What this task involves
Exactly reproduce the lines from the line containing "the wooden cabinet" to the end of the data below, inclusive, and nothing else.

Supplied data
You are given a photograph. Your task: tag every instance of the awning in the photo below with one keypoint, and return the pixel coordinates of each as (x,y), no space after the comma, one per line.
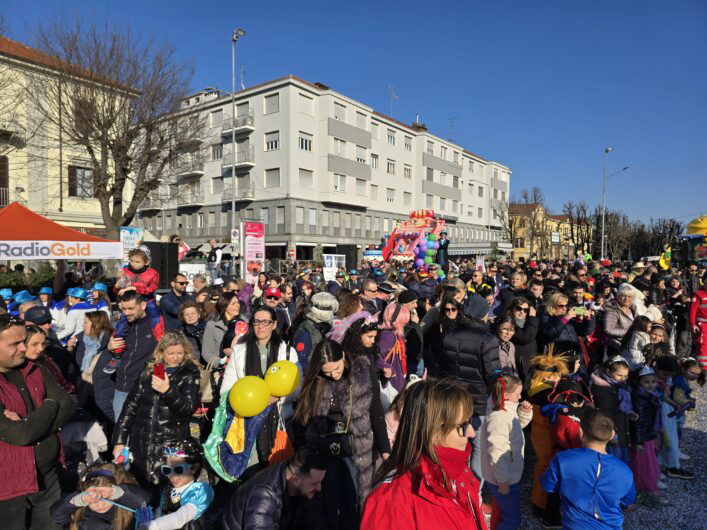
(26,235)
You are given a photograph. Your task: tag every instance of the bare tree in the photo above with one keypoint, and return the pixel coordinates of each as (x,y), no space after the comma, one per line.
(116,98)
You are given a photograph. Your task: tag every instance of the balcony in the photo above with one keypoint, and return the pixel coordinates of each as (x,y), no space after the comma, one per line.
(244,124)
(245,159)
(190,198)
(188,166)
(153,202)
(244,192)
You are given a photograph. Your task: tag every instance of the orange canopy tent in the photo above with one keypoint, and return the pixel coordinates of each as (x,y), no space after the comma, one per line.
(26,235)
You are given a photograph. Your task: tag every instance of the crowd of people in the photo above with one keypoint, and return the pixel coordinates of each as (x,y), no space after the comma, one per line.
(418,393)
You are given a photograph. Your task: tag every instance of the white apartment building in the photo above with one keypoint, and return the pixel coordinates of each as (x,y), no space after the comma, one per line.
(318,167)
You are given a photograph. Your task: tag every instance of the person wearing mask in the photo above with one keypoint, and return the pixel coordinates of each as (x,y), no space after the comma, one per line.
(339,395)
(259,348)
(280,496)
(160,405)
(34,408)
(228,308)
(137,347)
(470,355)
(169,303)
(426,482)
(192,324)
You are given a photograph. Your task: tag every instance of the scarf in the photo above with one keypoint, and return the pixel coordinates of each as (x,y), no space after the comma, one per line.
(91,347)
(453,461)
(624,393)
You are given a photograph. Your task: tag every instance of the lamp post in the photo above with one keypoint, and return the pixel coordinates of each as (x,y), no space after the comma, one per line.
(603,200)
(237,33)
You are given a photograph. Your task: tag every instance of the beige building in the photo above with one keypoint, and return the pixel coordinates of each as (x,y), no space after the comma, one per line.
(36,167)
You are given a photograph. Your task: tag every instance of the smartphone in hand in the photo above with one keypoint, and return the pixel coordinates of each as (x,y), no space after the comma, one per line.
(159,370)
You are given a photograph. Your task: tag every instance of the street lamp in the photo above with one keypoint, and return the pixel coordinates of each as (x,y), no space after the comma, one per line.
(237,34)
(603,200)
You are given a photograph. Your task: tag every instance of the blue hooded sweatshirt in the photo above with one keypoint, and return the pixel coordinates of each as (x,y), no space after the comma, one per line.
(592,485)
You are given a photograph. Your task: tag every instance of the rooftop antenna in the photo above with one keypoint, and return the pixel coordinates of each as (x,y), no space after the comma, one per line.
(452,128)
(393,96)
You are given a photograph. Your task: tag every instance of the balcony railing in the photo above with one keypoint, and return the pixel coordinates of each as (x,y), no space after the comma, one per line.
(190,198)
(244,123)
(244,192)
(188,166)
(244,158)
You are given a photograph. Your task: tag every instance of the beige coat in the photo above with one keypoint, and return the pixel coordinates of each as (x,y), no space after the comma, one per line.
(503,444)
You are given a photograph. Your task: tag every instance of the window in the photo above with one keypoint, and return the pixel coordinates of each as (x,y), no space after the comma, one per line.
(217,118)
(361,187)
(272,141)
(272,178)
(340,147)
(339,111)
(306,178)
(305,141)
(272,103)
(339,182)
(360,154)
(360,120)
(80,182)
(305,104)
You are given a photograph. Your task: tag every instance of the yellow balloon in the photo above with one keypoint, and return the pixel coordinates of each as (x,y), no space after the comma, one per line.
(249,396)
(282,378)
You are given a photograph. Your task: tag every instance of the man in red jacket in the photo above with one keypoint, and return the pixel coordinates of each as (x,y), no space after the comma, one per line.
(33,409)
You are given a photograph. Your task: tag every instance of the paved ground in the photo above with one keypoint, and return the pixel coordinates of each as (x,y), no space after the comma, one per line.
(688,499)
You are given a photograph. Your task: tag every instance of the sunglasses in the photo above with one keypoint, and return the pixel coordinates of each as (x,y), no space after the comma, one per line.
(179,469)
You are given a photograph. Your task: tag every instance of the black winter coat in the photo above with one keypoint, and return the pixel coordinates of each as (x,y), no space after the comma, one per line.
(524,341)
(150,419)
(470,353)
(647,407)
(606,399)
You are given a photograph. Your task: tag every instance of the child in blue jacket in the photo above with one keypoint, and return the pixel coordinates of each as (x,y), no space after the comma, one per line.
(593,485)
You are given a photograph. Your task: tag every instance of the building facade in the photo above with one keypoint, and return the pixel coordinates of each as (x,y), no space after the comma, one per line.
(36,168)
(319,168)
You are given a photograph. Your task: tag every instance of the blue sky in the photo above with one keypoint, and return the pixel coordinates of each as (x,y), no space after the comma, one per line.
(539,86)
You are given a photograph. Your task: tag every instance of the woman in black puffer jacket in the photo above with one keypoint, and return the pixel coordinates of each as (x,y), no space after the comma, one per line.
(158,411)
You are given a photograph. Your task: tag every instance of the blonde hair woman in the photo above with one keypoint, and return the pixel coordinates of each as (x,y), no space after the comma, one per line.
(426,482)
(160,405)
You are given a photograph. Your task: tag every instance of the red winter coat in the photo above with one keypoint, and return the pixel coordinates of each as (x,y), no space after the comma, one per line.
(418,499)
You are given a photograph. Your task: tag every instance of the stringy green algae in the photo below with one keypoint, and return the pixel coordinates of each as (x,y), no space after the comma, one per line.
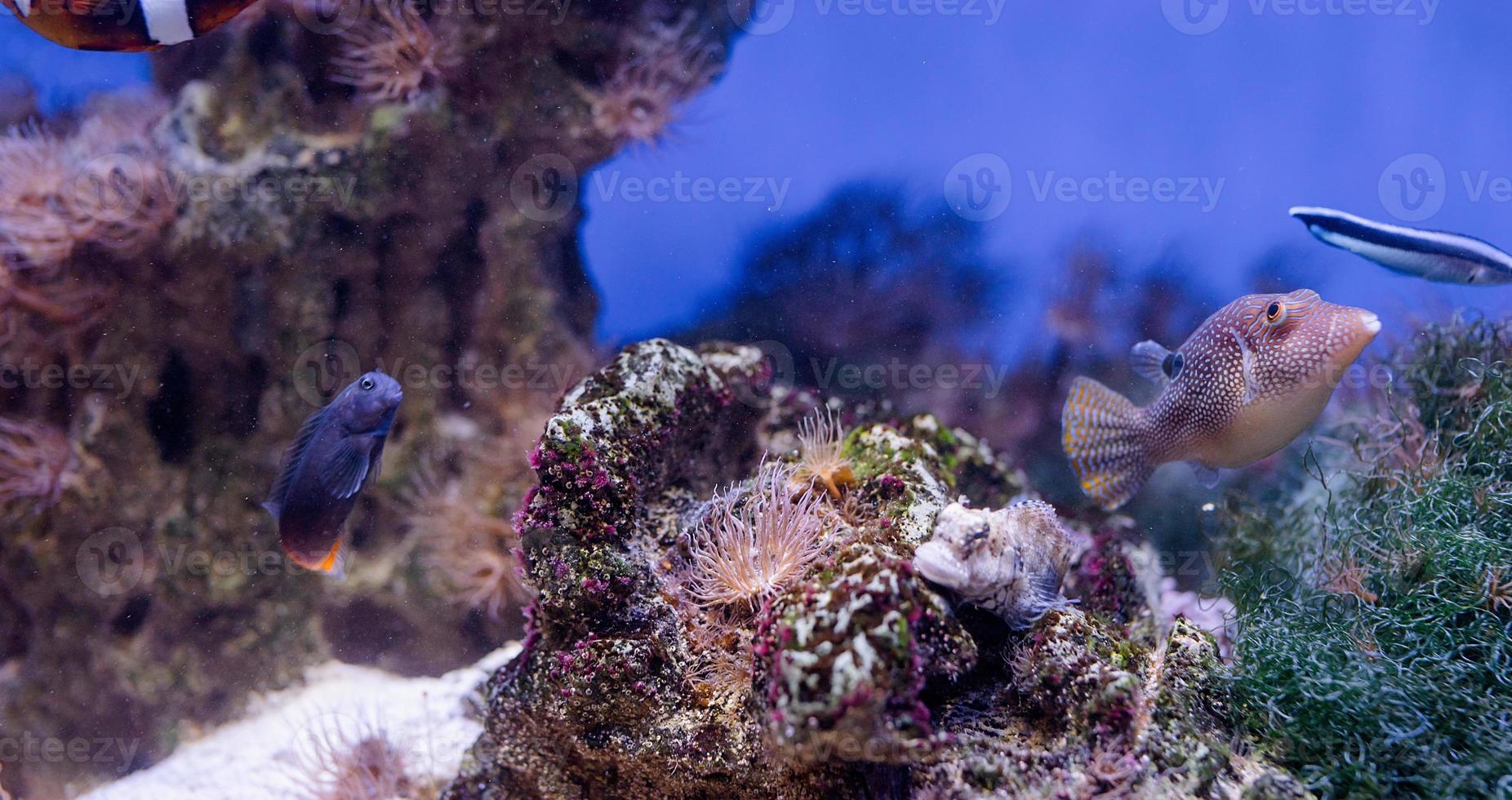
(1375,647)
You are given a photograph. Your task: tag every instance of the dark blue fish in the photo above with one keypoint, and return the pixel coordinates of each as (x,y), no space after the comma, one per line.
(336,454)
(1437,256)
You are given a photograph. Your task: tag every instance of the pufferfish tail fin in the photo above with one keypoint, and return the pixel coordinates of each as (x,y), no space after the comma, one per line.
(1107,441)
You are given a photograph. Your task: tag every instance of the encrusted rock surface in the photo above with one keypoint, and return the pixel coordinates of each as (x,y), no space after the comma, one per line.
(856,678)
(273,232)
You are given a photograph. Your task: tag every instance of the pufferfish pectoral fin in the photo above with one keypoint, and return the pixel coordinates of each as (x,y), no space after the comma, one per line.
(1208,477)
(1150,360)
(1107,439)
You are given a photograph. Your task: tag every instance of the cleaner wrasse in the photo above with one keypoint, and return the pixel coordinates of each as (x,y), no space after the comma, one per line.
(1247,381)
(1430,255)
(122,26)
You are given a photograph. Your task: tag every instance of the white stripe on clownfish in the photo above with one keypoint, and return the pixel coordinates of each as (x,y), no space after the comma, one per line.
(167,20)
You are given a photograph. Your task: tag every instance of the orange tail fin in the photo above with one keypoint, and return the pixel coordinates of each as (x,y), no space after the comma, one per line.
(1107,441)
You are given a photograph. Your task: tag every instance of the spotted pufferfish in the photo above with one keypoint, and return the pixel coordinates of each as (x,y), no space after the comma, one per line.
(1245,384)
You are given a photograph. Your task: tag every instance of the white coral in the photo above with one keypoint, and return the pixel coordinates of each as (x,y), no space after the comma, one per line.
(1009,562)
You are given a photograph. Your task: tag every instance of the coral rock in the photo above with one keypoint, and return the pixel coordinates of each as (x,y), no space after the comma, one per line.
(1009,562)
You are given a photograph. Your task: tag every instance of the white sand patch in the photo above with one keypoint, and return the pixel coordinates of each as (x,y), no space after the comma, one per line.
(260,757)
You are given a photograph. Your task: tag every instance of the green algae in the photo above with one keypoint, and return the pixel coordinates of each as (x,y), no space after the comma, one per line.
(1373,654)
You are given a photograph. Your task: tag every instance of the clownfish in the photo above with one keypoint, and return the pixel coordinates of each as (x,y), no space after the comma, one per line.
(1245,384)
(122,26)
(337,452)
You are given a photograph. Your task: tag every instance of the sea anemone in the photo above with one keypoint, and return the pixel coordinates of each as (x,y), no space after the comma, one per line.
(37,466)
(821,454)
(469,548)
(723,652)
(394,56)
(640,100)
(35,225)
(340,758)
(752,551)
(105,184)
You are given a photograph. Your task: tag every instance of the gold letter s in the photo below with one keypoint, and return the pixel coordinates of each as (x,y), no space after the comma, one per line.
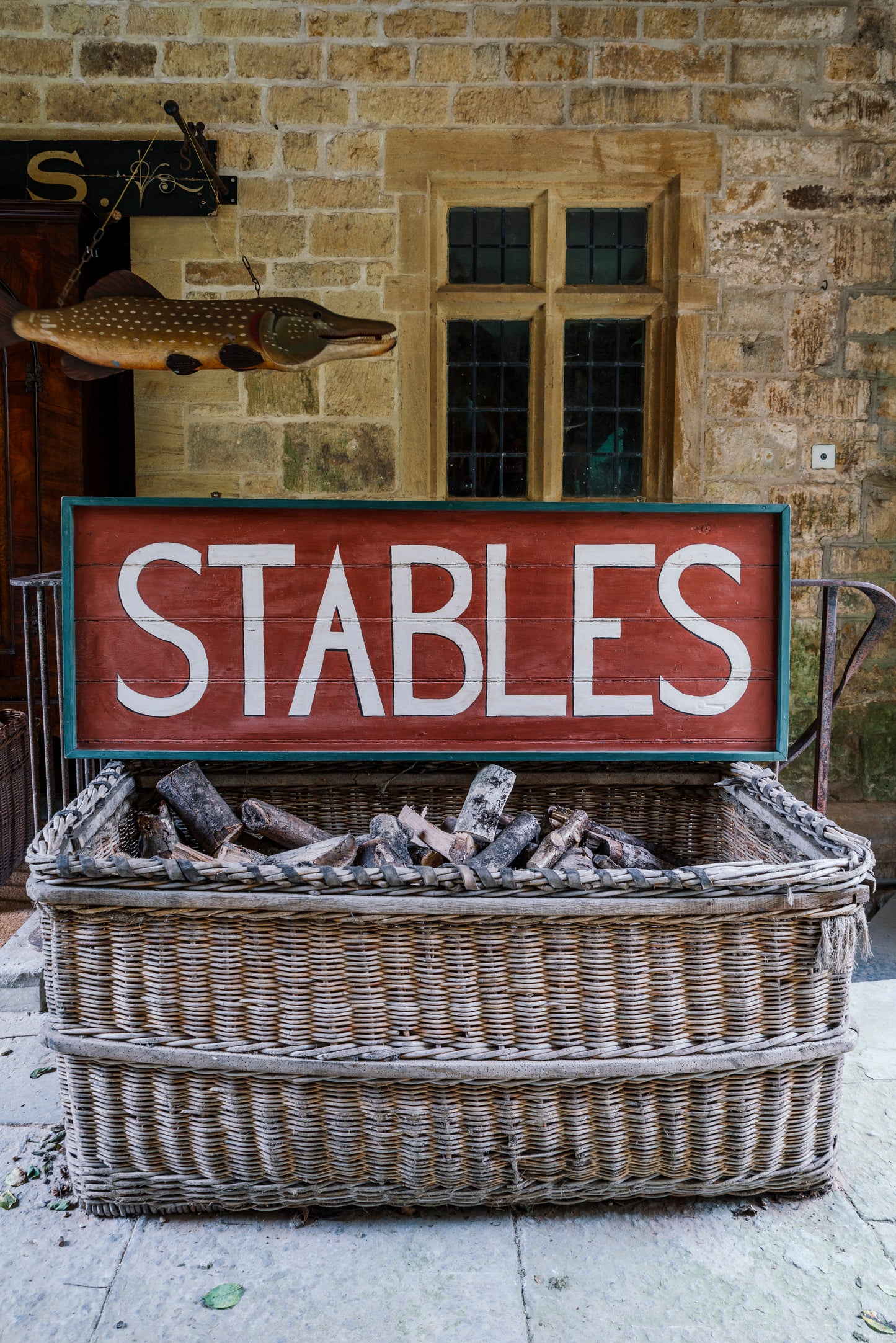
(61,179)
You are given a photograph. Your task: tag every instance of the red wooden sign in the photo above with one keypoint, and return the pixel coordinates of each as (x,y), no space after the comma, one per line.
(272,630)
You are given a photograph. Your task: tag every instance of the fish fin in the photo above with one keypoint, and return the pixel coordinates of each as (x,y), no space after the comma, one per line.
(85,372)
(123,282)
(239,356)
(9,310)
(183,364)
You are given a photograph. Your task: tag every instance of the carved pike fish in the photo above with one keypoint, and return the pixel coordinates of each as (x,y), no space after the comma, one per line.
(124,323)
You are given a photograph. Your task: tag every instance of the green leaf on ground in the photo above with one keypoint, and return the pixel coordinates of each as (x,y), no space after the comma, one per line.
(877,1323)
(222,1298)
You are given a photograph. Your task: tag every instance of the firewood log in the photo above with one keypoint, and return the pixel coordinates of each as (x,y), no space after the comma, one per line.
(157,834)
(624,849)
(334,852)
(199,806)
(556,842)
(261,818)
(486,801)
(510,842)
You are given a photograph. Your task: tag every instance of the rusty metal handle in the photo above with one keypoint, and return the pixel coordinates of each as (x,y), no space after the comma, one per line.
(828,696)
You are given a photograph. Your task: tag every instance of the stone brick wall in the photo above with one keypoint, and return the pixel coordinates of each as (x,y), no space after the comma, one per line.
(801,235)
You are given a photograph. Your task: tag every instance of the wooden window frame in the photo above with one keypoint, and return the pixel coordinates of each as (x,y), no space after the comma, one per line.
(669,174)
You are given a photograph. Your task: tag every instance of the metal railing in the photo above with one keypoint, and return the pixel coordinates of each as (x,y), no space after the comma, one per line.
(34,597)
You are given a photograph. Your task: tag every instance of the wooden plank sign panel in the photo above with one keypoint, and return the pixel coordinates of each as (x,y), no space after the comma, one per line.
(291,629)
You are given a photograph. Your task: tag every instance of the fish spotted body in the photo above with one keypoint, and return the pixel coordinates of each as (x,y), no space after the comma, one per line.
(124,324)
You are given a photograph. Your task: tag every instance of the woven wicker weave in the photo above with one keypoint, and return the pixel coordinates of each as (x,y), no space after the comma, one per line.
(238,1037)
(14,790)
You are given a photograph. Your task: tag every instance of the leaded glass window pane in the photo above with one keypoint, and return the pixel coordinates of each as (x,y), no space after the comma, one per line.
(602,408)
(488,409)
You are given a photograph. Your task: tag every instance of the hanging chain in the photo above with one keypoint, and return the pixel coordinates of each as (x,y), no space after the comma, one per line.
(253,275)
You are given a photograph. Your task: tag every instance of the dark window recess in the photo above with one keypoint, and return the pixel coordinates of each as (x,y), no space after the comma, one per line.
(606,248)
(602,409)
(488,410)
(488,246)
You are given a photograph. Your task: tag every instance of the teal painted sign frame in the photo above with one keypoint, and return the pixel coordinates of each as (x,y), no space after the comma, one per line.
(70,735)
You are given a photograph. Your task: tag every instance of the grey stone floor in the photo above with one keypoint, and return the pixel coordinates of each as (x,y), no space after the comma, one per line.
(797,1271)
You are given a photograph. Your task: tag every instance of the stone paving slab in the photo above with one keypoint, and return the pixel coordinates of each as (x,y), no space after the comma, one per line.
(383,1277)
(51,1292)
(696,1272)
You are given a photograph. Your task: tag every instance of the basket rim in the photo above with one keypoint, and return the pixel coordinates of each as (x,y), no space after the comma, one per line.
(848,864)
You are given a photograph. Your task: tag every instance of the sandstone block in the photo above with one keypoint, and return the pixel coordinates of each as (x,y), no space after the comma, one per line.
(519,20)
(281,395)
(159,20)
(278,61)
(20,17)
(368,63)
(353,151)
(363,388)
(265,195)
(818,398)
(208,60)
(660,22)
(872,315)
(876,356)
(766,251)
(316,274)
(337,194)
(595,20)
(300,149)
(233,445)
(853,109)
(812,335)
(123,60)
(308,107)
(352,23)
(539,62)
(19,102)
(732,398)
(614,107)
(352,235)
(216,274)
(773,156)
(251,20)
(745,354)
(402,107)
(852,65)
(816,515)
(35,57)
(776,25)
(141,104)
(753,310)
(272,235)
(747,452)
(510,107)
(774,65)
(445,63)
(861,251)
(425,23)
(770,109)
(337,458)
(81,19)
(747,198)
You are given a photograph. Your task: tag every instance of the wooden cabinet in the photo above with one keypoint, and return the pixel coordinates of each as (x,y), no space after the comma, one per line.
(60,437)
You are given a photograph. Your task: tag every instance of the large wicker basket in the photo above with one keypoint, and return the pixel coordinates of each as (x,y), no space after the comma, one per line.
(237,1037)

Task output
You are given a photograph. Your task: tag every instance of the wooden cabinet in the photo above with one keypoint, and return the pixel coordinates of each as (x,y), no space after the comma, one per line.
(60,437)
You are given a photograph. Your task: tag every instance of the large wicker basket in the photo above with one keypoint, and return the pixel coordinates of each as (x,y), no space after the comma, one per line.
(237,1037)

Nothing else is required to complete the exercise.